■ What the task requires
Rewrite the listing lines from the line containing "Our team would appreciate it if you could outline the carpeted" through the line containing "[602,153,640,166]", both included, changing "brick fireplace" to "stone fireplace" and keeping everything else the same. Return only those lines.

>> START Data shown

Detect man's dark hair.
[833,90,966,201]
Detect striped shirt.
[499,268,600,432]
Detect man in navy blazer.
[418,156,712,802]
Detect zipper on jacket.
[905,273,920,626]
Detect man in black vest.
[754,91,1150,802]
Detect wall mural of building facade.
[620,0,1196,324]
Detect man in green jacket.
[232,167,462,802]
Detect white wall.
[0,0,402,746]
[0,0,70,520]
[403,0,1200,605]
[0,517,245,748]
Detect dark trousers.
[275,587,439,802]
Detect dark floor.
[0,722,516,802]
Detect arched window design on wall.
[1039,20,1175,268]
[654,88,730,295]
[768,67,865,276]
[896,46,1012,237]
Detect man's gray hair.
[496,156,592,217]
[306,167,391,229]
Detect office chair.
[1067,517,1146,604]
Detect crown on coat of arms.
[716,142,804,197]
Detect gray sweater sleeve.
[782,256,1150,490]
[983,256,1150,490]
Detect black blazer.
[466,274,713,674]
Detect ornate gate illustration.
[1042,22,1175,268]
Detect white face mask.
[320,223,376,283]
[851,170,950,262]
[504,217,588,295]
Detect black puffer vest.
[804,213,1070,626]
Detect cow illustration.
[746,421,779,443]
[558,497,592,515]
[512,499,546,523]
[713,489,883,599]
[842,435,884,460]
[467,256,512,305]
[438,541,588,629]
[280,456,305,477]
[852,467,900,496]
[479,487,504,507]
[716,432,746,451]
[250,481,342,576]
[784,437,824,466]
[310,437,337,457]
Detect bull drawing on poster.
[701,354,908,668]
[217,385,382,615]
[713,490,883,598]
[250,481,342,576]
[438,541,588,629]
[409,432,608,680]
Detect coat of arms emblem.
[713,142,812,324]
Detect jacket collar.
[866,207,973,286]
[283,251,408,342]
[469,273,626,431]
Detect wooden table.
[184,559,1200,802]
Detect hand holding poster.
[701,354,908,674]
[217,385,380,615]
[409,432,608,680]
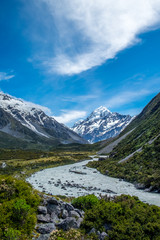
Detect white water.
[27,157,160,206]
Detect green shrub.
[0,176,40,240]
[81,195,160,240]
[5,228,21,240]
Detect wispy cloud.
[53,110,86,124]
[41,0,160,75]
[106,89,153,108]
[62,94,98,102]
[0,72,15,81]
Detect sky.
[0,0,160,126]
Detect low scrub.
[0,176,40,240]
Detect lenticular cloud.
[42,0,160,75]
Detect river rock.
[62,209,68,219]
[47,204,61,215]
[69,210,80,218]
[37,234,50,240]
[135,183,145,190]
[37,214,51,223]
[99,232,108,240]
[65,203,74,212]
[77,218,83,228]
[57,217,78,231]
[38,206,47,214]
[36,223,56,234]
[88,228,96,234]
[47,197,59,205]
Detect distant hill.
[90,93,160,192]
[71,106,132,143]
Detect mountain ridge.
[71,106,133,143]
[0,92,87,147]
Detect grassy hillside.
[0,149,91,178]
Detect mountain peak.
[72,106,132,143]
[88,106,112,120]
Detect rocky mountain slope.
[72,106,132,143]
[90,93,160,192]
[0,92,86,147]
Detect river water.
[27,156,160,206]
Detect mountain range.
[71,106,133,143]
[89,93,160,193]
[0,92,87,148]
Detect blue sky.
[0,0,160,126]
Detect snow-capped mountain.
[0,92,87,147]
[71,106,132,143]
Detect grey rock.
[135,183,145,190]
[77,218,83,228]
[37,234,50,240]
[57,217,78,231]
[51,212,59,223]
[47,197,59,205]
[99,232,108,240]
[37,214,51,223]
[36,223,56,234]
[38,206,47,214]
[47,204,61,215]
[69,210,80,218]
[65,203,74,212]
[62,209,68,219]
[88,228,96,234]
[104,223,112,232]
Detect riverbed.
[27,156,160,206]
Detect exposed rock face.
[71,107,132,143]
[0,92,87,145]
[36,196,84,240]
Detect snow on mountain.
[0,92,86,143]
[71,106,132,143]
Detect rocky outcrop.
[35,195,84,240]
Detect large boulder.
[37,214,51,223]
[36,223,56,234]
[47,197,59,205]
[37,234,50,240]
[38,206,47,214]
[65,203,74,212]
[57,217,78,231]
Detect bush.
[0,176,40,240]
[81,195,160,240]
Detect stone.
[36,223,56,234]
[65,203,74,212]
[88,228,96,234]
[51,212,59,223]
[69,210,80,218]
[47,197,59,205]
[57,217,78,231]
[135,183,145,190]
[38,206,47,214]
[99,232,108,240]
[77,218,83,228]
[104,223,112,232]
[62,209,68,219]
[74,208,84,217]
[37,214,51,223]
[47,204,61,215]
[37,234,50,240]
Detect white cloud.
[53,110,86,124]
[106,90,153,108]
[0,72,15,81]
[41,0,160,75]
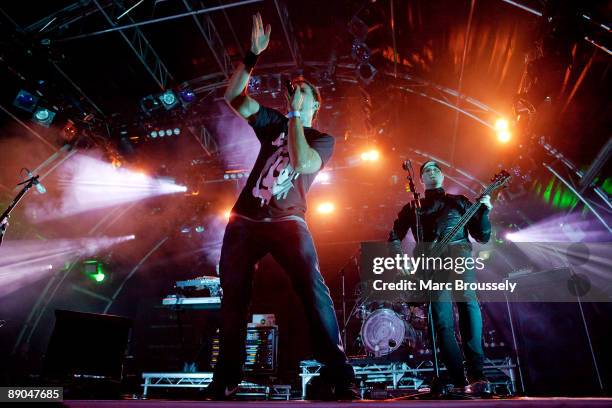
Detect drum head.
[361,309,406,357]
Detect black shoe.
[334,382,361,401]
[204,381,238,401]
[306,375,336,401]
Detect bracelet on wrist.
[242,50,259,71]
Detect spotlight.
[158,89,178,110]
[505,232,518,242]
[62,119,78,143]
[497,130,512,143]
[13,89,38,112]
[361,149,380,161]
[223,169,249,180]
[317,201,336,214]
[32,106,55,127]
[495,118,512,143]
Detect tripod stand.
[0,176,39,245]
[394,160,469,400]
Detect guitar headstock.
[491,170,512,188]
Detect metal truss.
[93,0,174,90]
[183,0,233,79]
[142,372,291,401]
[274,0,302,67]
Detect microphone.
[28,170,47,194]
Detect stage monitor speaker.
[42,310,132,383]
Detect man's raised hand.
[251,13,272,55]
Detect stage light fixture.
[351,38,372,63]
[248,75,262,94]
[13,89,39,112]
[32,106,55,127]
[357,61,378,84]
[317,201,336,214]
[83,259,107,283]
[495,118,509,132]
[158,89,179,110]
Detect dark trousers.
[431,270,484,386]
[214,217,354,385]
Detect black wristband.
[242,50,259,71]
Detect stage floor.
[63,397,612,408]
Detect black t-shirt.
[233,106,335,220]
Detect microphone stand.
[0,176,39,245]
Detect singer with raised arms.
[207,13,359,399]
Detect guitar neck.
[431,184,496,258]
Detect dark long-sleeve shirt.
[389,188,491,244]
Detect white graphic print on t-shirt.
[253,132,300,206]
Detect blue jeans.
[431,268,484,386]
[214,216,354,385]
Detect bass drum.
[361,308,417,357]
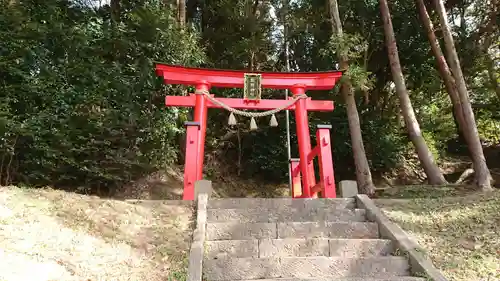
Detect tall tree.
[328,0,375,194]
[380,0,446,185]
[417,0,466,139]
[433,0,492,191]
[177,0,186,28]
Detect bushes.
[0,1,203,186]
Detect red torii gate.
[156,64,342,200]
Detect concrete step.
[203,256,409,281]
[207,198,356,209]
[231,276,427,281]
[207,207,366,222]
[206,222,379,241]
[205,238,393,259]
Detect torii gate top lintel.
[156,64,342,90]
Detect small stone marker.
[339,181,358,198]
[194,180,212,198]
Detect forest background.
[0,0,500,193]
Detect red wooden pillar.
[290,158,302,198]
[182,122,200,200]
[291,85,316,198]
[316,125,337,198]
[193,82,210,180]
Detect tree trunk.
[380,0,446,185]
[110,0,120,23]
[417,0,467,139]
[329,0,375,195]
[177,0,186,29]
[433,0,492,191]
[486,53,500,102]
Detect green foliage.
[0,1,203,186]
[329,33,368,60]
[0,0,500,189]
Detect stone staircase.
[203,198,426,281]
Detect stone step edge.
[207,221,380,241]
[204,238,394,260]
[207,197,356,209]
[231,276,427,281]
[207,208,366,222]
[231,276,427,281]
[203,256,410,280]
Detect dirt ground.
[0,187,193,281]
[375,187,500,281]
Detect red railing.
[290,125,336,198]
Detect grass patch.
[375,190,500,281]
[0,187,194,281]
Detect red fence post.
[182,122,200,200]
[316,125,337,198]
[290,158,302,198]
[291,85,316,198]
[194,82,210,180]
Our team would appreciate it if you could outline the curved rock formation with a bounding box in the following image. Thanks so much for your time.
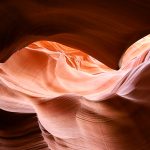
[0,0,150,150]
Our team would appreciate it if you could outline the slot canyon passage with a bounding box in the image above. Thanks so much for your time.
[0,0,150,150]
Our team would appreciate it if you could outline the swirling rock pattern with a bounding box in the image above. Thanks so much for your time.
[0,35,150,150]
[0,0,150,150]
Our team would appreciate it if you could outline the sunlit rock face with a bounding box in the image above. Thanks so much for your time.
[0,0,150,150]
[0,35,150,150]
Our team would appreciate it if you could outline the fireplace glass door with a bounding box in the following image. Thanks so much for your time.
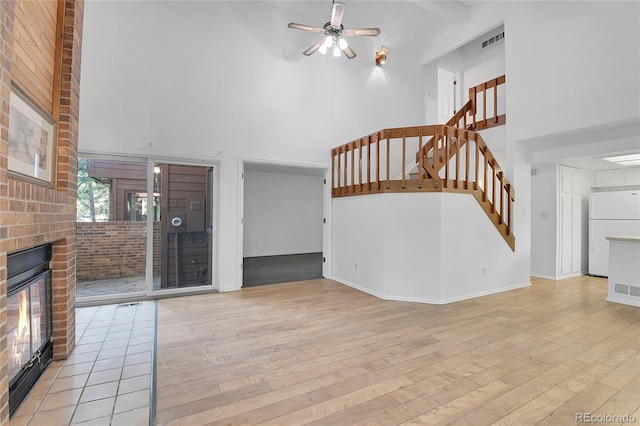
[7,271,51,386]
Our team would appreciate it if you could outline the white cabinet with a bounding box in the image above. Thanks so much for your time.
[595,167,640,188]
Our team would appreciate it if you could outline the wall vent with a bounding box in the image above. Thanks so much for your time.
[613,284,640,297]
[482,31,504,49]
[613,284,629,295]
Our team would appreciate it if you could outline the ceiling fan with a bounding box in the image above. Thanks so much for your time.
[289,1,380,59]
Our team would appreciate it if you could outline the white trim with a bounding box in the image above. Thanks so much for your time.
[604,296,640,308]
[529,272,558,281]
[331,277,531,305]
[239,157,332,291]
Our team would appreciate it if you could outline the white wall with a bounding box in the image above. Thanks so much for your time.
[79,1,424,291]
[505,1,640,143]
[333,193,529,304]
[243,168,324,257]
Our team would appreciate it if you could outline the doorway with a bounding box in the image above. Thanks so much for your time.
[242,163,326,287]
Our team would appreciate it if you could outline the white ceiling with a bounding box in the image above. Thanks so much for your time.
[558,151,640,170]
[266,0,489,55]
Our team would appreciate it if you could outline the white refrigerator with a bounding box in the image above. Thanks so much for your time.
[589,191,640,277]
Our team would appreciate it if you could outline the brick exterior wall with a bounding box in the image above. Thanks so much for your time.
[76,222,161,281]
[0,0,84,425]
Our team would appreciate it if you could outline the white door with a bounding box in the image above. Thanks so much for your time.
[438,68,461,124]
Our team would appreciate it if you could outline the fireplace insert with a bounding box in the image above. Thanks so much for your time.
[7,245,53,414]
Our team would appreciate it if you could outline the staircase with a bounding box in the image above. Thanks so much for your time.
[331,75,515,251]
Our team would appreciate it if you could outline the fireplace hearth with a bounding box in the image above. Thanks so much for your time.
[7,245,53,414]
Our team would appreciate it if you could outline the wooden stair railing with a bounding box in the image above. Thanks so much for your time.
[331,76,515,250]
[416,75,507,179]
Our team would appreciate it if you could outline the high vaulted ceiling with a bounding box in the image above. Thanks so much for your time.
[266,0,489,57]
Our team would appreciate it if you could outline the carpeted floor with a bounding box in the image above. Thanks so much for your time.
[242,253,322,287]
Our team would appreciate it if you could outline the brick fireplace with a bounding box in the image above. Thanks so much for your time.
[0,0,84,425]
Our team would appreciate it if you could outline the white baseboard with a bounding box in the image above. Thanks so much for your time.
[529,273,558,281]
[331,277,531,305]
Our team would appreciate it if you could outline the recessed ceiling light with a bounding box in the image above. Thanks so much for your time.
[602,153,640,166]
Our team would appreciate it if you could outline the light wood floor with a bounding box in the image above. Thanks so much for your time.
[156,276,640,426]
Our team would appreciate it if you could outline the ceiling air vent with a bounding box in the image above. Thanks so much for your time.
[482,31,504,49]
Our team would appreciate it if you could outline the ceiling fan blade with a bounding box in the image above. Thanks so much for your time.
[342,28,380,37]
[288,22,324,33]
[302,38,324,56]
[342,46,356,59]
[331,2,345,29]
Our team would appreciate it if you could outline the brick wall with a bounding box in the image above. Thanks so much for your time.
[0,0,84,425]
[76,222,161,281]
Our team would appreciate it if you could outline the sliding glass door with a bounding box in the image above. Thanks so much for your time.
[76,155,217,303]
[152,162,215,292]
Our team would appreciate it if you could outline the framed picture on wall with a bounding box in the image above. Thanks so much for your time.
[7,87,55,183]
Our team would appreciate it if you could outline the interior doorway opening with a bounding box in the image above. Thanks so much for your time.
[242,163,326,287]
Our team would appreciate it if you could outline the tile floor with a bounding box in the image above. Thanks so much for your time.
[9,301,156,426]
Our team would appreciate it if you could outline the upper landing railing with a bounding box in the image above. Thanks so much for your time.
[331,76,515,249]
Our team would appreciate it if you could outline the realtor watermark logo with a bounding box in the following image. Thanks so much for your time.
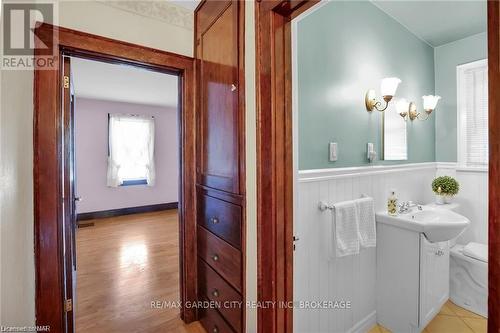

>> END Data shown

■ Task response
Our team would appreciate it if you could outline the carpeted floor with a bounding box in the image above. Thanks so much for your time.
[242,253,322,287]
Our team would appreciate it if you could outline the stone fireplace with a bounding box in the image above. Thanks so much for your time.
[0,0,84,425]
Our team would appreciate it if you could outline the white baseboard with a bounding box in the image above. Thanks so much for your time.
[529,273,558,281]
[331,277,531,305]
Our team would appreciate it if you could outline the recessed ceiling light with a bounding box in the image above. Thanks so much for your time.
[602,153,640,166]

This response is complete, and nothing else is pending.